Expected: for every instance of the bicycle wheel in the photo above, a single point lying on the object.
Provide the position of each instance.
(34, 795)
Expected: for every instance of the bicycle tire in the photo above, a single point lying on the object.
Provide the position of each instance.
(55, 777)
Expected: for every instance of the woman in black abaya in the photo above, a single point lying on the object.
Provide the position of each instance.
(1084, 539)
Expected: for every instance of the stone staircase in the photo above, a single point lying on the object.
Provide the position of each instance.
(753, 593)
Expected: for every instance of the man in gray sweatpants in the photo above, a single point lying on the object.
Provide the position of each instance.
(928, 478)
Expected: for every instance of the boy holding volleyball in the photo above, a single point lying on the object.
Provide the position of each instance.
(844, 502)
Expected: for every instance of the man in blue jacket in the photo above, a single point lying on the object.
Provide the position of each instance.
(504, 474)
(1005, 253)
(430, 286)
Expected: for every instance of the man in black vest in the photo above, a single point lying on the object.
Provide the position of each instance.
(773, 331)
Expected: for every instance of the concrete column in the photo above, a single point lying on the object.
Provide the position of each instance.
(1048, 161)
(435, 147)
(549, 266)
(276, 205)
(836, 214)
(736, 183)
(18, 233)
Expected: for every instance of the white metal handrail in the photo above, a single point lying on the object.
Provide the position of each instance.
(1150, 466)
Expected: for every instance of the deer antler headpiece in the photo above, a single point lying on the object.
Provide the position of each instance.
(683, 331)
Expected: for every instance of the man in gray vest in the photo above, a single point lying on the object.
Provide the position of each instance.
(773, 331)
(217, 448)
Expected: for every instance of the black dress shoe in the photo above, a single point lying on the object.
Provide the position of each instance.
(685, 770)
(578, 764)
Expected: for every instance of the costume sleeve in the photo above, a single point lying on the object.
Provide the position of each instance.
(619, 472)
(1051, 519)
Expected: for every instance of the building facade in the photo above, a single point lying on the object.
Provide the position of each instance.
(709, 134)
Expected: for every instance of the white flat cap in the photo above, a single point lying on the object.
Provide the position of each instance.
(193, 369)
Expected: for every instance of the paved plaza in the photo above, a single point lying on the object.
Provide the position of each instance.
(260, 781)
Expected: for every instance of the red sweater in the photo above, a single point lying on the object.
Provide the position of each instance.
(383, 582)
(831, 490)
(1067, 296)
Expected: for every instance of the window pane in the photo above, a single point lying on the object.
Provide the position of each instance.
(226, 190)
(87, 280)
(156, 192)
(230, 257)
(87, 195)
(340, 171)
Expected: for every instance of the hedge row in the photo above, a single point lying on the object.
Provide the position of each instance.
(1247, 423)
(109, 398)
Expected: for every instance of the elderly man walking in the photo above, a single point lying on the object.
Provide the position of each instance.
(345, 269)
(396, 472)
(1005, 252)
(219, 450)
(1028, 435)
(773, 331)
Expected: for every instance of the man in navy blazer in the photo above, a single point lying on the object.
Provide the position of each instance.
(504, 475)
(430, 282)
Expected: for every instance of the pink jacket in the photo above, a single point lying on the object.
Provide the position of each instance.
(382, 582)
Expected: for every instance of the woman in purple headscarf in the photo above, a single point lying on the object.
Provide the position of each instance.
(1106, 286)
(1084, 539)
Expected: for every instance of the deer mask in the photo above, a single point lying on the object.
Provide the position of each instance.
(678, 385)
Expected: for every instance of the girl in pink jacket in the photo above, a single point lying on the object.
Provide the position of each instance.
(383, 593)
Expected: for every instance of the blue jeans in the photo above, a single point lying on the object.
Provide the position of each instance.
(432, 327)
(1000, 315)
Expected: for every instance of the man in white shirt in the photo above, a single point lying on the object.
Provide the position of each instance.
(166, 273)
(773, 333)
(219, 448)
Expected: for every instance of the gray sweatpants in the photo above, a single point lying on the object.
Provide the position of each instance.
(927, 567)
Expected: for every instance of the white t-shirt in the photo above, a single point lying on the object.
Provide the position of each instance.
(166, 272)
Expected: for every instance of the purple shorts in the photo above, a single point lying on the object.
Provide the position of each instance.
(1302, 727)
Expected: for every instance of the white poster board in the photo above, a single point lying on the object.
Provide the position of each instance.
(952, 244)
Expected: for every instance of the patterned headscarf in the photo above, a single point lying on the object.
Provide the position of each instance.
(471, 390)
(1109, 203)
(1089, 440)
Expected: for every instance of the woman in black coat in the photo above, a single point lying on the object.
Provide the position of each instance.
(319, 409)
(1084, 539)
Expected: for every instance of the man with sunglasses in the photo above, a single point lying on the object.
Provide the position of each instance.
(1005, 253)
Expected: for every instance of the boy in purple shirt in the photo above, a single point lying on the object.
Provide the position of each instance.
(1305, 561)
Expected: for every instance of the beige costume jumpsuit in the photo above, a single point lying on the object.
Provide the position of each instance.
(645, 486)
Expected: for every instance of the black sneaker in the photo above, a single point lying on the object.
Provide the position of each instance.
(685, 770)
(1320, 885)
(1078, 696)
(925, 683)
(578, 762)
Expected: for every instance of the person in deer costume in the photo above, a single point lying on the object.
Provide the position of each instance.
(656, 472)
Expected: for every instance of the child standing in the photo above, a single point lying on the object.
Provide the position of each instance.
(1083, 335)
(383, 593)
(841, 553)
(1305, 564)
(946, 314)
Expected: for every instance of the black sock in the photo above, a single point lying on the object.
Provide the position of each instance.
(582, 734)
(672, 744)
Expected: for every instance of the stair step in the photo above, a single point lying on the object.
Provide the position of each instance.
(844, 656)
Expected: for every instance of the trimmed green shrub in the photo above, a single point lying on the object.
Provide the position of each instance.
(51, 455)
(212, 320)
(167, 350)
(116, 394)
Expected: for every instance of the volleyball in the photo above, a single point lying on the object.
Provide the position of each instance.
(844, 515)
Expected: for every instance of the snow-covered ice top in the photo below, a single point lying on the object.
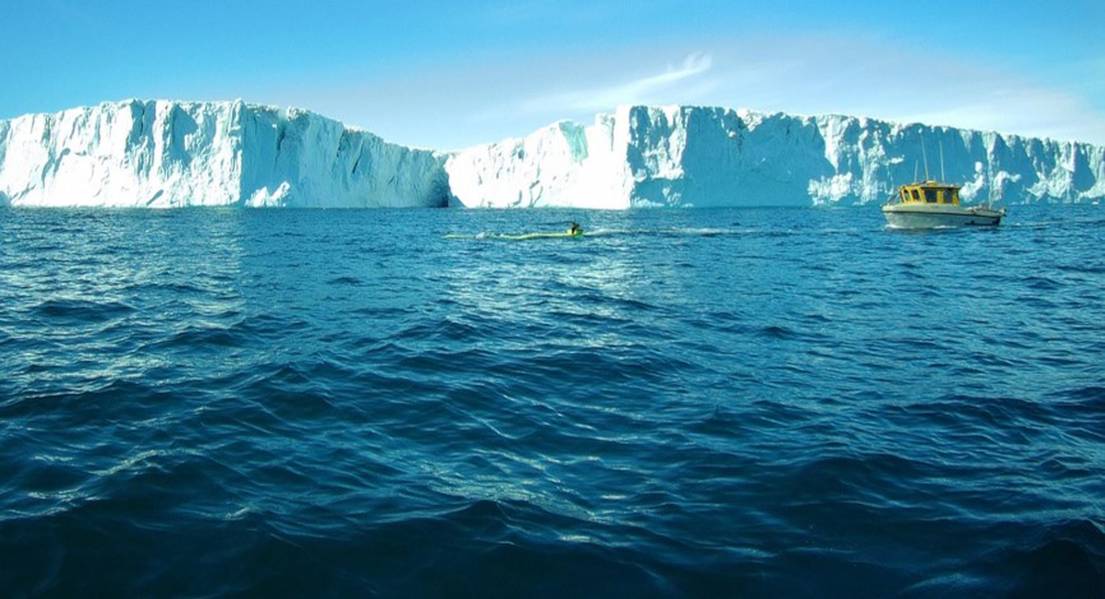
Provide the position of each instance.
(168, 154)
(643, 156)
(172, 154)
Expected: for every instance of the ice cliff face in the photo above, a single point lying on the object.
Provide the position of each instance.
(172, 154)
(644, 156)
(169, 154)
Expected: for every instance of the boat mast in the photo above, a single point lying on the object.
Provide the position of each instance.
(943, 178)
(923, 155)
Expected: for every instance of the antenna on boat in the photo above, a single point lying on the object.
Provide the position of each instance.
(925, 156)
(943, 178)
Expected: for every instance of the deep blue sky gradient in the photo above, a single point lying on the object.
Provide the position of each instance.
(448, 74)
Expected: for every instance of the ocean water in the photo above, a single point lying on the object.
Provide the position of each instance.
(697, 402)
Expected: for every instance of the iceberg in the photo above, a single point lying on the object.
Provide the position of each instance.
(174, 154)
(691, 156)
(167, 154)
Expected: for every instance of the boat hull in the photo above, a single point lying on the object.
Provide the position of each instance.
(900, 217)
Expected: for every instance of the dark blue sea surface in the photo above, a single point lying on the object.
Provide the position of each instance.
(695, 402)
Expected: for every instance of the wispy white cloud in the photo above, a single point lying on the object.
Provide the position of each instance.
(646, 90)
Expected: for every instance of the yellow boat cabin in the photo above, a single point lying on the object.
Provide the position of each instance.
(929, 192)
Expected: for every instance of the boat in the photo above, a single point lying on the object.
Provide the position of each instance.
(930, 203)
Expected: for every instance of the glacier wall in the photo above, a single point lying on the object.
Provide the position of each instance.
(642, 156)
(174, 154)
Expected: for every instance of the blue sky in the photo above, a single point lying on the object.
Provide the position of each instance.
(446, 75)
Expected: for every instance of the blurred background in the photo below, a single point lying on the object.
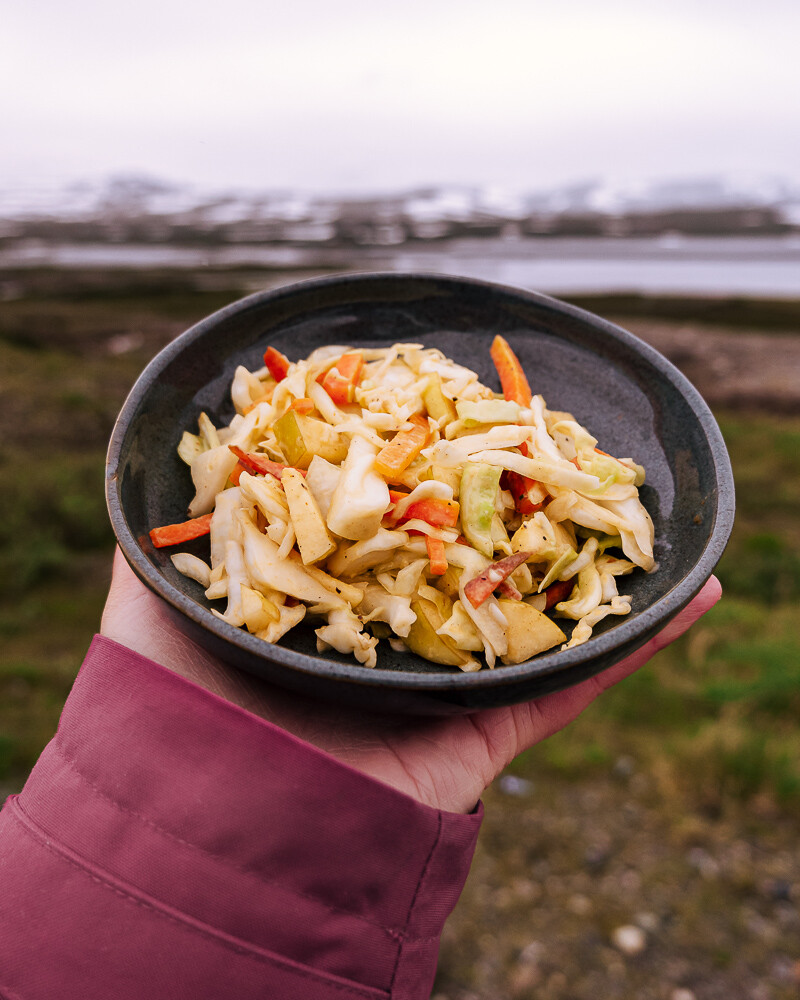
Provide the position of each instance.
(640, 160)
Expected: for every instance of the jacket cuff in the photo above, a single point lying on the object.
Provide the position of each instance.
(190, 839)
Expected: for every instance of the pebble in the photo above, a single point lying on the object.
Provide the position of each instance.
(510, 784)
(629, 939)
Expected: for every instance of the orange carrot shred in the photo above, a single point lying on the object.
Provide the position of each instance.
(175, 534)
(512, 377)
(436, 555)
(340, 381)
(258, 465)
(276, 363)
(404, 447)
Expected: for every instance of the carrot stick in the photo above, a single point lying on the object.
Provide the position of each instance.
(512, 377)
(440, 513)
(436, 555)
(484, 584)
(404, 447)
(175, 534)
(277, 364)
(340, 381)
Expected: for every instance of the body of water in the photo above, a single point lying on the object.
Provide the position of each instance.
(666, 265)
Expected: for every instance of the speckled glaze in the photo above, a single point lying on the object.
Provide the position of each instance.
(630, 397)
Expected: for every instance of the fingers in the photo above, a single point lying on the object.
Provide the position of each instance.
(682, 622)
(534, 721)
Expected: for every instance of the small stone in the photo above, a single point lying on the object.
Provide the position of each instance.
(579, 904)
(629, 939)
(510, 784)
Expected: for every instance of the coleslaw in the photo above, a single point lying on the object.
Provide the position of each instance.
(386, 494)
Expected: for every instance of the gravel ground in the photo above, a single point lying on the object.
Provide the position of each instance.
(599, 889)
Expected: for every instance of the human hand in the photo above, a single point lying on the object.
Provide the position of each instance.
(443, 762)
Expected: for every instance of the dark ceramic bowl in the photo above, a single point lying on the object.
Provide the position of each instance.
(633, 400)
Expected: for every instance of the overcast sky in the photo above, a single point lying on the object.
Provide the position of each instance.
(359, 94)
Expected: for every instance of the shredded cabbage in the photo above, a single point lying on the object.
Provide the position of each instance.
(398, 542)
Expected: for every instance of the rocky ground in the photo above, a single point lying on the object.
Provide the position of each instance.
(591, 890)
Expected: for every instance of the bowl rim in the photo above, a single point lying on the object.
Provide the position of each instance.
(629, 632)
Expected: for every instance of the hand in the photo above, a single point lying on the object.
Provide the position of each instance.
(445, 763)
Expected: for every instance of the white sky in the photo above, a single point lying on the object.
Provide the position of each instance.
(359, 94)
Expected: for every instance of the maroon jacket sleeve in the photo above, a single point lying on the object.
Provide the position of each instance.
(169, 844)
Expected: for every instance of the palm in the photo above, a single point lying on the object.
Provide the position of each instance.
(445, 763)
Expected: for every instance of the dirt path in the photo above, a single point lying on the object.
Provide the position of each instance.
(737, 369)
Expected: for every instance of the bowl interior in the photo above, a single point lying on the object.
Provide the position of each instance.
(629, 397)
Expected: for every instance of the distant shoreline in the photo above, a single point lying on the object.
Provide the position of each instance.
(752, 267)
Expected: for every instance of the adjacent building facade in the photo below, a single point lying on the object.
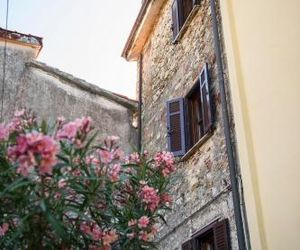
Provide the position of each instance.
(252, 50)
(49, 92)
(173, 43)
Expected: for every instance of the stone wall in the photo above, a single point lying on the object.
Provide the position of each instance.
(49, 93)
(202, 185)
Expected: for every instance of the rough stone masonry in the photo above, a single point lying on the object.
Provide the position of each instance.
(202, 185)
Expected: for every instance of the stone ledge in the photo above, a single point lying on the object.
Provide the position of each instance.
(82, 84)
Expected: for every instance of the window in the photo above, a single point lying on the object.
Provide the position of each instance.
(181, 10)
(212, 237)
(189, 118)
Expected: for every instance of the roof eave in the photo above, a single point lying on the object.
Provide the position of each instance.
(141, 29)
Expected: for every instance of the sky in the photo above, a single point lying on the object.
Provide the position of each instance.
(82, 37)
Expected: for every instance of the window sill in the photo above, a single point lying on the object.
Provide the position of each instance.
(186, 24)
(193, 149)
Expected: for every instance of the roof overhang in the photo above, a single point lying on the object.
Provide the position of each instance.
(142, 28)
(15, 37)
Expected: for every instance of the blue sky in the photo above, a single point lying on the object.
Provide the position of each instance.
(82, 37)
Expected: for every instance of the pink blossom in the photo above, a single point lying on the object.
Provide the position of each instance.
(110, 141)
(19, 113)
(143, 222)
(91, 159)
(133, 158)
(105, 156)
(150, 197)
(115, 172)
(4, 132)
(166, 198)
(143, 235)
(84, 124)
(85, 228)
(62, 183)
(96, 233)
(132, 222)
(31, 147)
(130, 235)
(109, 237)
(68, 131)
(118, 154)
(3, 229)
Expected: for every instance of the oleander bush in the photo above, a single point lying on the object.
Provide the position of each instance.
(61, 189)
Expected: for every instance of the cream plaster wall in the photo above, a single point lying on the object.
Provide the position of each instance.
(262, 41)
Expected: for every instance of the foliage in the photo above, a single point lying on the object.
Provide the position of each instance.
(62, 190)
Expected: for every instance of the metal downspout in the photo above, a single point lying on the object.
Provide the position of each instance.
(140, 103)
(229, 145)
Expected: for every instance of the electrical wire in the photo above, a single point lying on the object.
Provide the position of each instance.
(4, 62)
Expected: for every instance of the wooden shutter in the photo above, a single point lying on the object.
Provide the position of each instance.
(176, 17)
(196, 2)
(187, 245)
(221, 235)
(205, 99)
(176, 126)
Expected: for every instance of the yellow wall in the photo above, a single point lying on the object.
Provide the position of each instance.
(262, 40)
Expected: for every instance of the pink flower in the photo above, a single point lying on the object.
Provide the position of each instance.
(19, 113)
(118, 154)
(96, 233)
(62, 183)
(109, 237)
(115, 172)
(68, 131)
(166, 198)
(143, 222)
(105, 156)
(3, 229)
(130, 236)
(85, 228)
(4, 132)
(34, 149)
(84, 124)
(150, 197)
(143, 235)
(132, 222)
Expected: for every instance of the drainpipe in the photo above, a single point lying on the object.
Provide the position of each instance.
(140, 104)
(237, 200)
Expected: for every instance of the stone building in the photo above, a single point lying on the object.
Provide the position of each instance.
(50, 93)
(181, 110)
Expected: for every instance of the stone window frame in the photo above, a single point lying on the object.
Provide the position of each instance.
(218, 231)
(182, 28)
(178, 129)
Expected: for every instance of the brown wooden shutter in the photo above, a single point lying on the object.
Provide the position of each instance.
(221, 235)
(176, 17)
(176, 126)
(205, 99)
(187, 245)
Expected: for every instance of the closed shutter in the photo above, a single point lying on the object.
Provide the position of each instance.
(187, 245)
(196, 2)
(176, 126)
(205, 99)
(221, 236)
(176, 17)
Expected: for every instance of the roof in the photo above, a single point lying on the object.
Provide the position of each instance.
(82, 84)
(20, 38)
(142, 28)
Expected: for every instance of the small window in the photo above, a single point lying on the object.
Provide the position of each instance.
(181, 9)
(190, 117)
(212, 237)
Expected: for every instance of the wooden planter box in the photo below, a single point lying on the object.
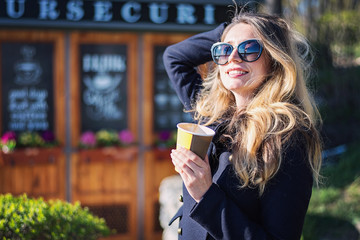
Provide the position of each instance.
(38, 172)
(105, 180)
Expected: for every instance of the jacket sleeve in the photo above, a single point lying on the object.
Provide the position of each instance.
(181, 60)
(282, 206)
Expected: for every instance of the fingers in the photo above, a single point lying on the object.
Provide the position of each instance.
(187, 161)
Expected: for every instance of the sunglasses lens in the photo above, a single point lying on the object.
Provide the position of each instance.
(221, 53)
(250, 50)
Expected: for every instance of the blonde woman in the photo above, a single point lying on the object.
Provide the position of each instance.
(257, 178)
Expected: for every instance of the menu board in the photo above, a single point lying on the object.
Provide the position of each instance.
(168, 110)
(103, 86)
(27, 86)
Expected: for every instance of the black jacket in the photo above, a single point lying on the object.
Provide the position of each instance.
(226, 211)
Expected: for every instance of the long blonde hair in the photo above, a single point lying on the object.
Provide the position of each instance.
(281, 106)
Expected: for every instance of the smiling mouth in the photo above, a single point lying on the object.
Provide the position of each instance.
(236, 73)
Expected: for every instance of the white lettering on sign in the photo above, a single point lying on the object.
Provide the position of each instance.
(28, 109)
(104, 63)
(158, 12)
(131, 12)
(186, 14)
(75, 12)
(10, 8)
(48, 10)
(102, 11)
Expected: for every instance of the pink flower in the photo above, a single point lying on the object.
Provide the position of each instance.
(8, 136)
(126, 137)
(88, 139)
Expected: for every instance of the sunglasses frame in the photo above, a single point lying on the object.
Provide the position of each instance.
(237, 49)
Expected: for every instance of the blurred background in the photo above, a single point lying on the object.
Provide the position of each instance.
(87, 113)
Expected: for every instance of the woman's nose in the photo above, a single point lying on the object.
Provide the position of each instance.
(234, 56)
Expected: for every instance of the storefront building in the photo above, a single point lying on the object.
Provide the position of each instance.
(75, 67)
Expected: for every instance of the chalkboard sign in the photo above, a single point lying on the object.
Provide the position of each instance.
(168, 110)
(27, 86)
(103, 74)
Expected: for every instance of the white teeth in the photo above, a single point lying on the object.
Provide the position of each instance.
(237, 72)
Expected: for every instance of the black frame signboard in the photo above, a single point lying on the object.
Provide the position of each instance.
(103, 77)
(27, 86)
(168, 110)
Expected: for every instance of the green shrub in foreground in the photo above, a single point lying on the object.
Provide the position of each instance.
(23, 218)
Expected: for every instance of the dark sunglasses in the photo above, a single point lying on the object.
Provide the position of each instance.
(249, 51)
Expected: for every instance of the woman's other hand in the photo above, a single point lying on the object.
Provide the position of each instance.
(194, 171)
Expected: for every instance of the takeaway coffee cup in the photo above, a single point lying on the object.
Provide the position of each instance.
(194, 137)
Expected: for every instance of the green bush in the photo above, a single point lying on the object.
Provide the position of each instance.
(23, 218)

..............................

▶ AIM OF THE TASK: Print exactly, and only, the lines beginning at the top of the listing and ending at the line with "Expected: for every instance of the man in gray sweatpants".

▶ WRITTEN SOLUTION:
Expected: for every instance of the bicycle wheel in the photo above, a single point lying on the object.
Provide the position of each instance.
(34, 795)
Expected: for every instance of the bicycle tire in the photo above, a single point lying on the object.
Provide the position of each instance.
(55, 777)
Expected: for every instance of the woman in black abaya in the photo above, a single point lying on the object.
Provide the position of each instance.
(1084, 539)
Expected: for every instance of the stone staircase in the photo above, a single point lying on the object.
Provide the position of each instance.
(753, 593)
Expected: for every instance of the man in gray sweatpants in the photo above, a single point lying on the object.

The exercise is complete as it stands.